— start of DATA SUPPLIED —

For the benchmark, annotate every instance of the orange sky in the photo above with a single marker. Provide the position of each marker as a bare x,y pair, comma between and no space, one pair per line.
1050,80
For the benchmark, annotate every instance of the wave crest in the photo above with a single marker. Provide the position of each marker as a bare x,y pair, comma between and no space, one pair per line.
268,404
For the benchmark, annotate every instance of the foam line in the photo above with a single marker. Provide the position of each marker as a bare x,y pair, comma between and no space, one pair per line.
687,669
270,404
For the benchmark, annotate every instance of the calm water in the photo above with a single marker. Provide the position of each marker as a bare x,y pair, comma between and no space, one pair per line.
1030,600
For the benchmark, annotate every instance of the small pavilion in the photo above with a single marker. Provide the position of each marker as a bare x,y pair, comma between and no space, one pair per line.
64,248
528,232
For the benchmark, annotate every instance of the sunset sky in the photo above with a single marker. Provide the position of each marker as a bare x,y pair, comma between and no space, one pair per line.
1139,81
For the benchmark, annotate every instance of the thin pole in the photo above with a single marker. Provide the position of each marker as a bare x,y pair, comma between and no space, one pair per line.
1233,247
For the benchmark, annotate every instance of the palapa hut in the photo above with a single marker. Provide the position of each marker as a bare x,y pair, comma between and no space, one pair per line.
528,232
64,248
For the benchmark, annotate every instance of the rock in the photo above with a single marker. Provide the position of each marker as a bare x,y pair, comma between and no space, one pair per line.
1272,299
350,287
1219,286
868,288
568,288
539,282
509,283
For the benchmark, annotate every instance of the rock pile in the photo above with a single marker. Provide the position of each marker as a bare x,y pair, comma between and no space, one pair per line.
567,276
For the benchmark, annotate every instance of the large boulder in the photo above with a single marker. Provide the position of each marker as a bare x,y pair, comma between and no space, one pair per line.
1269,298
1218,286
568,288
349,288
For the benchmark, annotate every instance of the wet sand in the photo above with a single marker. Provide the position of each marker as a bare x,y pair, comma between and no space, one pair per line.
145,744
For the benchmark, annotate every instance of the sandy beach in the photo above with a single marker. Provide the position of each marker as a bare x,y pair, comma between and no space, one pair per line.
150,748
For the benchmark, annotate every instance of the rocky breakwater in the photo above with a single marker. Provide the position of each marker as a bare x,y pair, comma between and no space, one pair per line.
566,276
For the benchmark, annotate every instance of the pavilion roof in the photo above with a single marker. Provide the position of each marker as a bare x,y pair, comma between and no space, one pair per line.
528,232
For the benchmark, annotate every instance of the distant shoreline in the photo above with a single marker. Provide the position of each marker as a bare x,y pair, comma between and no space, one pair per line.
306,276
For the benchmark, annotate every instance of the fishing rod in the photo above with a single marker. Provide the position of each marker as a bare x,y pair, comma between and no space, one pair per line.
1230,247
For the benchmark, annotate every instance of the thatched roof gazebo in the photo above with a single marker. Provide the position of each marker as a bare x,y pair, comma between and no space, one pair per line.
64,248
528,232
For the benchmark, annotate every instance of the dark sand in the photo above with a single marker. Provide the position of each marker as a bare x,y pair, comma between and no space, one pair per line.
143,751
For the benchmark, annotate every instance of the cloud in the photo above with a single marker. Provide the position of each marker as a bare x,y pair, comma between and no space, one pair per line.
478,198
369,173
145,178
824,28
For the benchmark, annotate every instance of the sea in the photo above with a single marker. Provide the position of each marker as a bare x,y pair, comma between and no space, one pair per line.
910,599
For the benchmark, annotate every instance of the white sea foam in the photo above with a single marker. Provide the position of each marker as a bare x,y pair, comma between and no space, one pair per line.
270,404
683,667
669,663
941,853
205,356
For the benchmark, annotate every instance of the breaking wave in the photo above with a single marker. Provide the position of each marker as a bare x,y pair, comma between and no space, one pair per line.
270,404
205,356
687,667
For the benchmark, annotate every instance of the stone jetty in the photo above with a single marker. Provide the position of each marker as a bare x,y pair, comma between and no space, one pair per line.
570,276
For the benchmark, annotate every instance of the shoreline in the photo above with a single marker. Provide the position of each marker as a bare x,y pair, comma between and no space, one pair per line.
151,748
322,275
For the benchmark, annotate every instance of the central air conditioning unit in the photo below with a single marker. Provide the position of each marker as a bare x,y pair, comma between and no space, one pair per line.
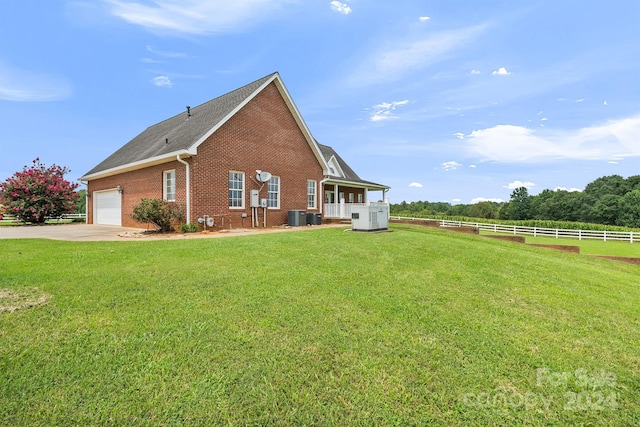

— end of DATA SUPPLIED —

> **WHAT IS ASKED**:
Which lines in the entries above contain the string "roof"? Pull out each of those lines in full.

> **EXERCISE OUTPUT**:
For the benchmark, annotate every instance of the pavilion roof in the photo above with a single marker. Provide the position of each marker as a bare x,y pair, comma between and no space, one pair per line.
For the benchmark, annotate every instance of the thatched roof gazebo in the photo above with a single marker. Provide the position of each marker as a bare x,y pair, comma between and no space, one pair per line.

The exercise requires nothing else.